RECORDS SHOWN →
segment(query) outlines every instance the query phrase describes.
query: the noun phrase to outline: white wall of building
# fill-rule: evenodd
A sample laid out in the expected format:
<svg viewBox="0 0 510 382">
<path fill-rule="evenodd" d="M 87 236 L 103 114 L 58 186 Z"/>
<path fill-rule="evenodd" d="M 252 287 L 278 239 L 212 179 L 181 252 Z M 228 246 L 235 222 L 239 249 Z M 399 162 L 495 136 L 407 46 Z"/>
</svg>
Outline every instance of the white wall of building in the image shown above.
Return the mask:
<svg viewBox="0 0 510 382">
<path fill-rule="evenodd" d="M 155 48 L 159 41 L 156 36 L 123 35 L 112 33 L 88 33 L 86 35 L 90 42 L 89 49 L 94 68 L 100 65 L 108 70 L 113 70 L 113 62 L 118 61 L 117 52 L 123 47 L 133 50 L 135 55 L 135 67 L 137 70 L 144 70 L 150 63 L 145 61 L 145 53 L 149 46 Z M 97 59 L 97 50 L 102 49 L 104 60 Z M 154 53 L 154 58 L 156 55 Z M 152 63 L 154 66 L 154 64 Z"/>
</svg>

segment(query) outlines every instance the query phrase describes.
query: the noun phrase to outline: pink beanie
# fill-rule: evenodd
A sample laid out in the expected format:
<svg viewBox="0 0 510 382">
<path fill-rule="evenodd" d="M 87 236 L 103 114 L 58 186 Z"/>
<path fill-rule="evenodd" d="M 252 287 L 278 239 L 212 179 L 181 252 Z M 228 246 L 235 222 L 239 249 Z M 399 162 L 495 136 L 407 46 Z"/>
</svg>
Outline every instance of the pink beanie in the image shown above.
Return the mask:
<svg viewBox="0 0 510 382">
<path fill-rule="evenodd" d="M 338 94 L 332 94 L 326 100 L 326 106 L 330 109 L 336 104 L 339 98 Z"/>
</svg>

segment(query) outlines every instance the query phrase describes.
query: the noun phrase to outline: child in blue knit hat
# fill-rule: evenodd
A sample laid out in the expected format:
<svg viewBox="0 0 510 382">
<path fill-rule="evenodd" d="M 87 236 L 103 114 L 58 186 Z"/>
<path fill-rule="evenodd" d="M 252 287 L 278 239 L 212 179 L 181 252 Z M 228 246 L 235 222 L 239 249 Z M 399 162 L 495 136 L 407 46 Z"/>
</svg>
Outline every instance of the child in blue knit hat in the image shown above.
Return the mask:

EXERCISE AIM →
Return each line of the items above that contains the string "wall", treating uppercase and lowercase letters as distinct.

WRITTEN SOLUTION →
query: the noun phrase to outline: white wall of building
Outline every instance of the white wall of building in the image shown above.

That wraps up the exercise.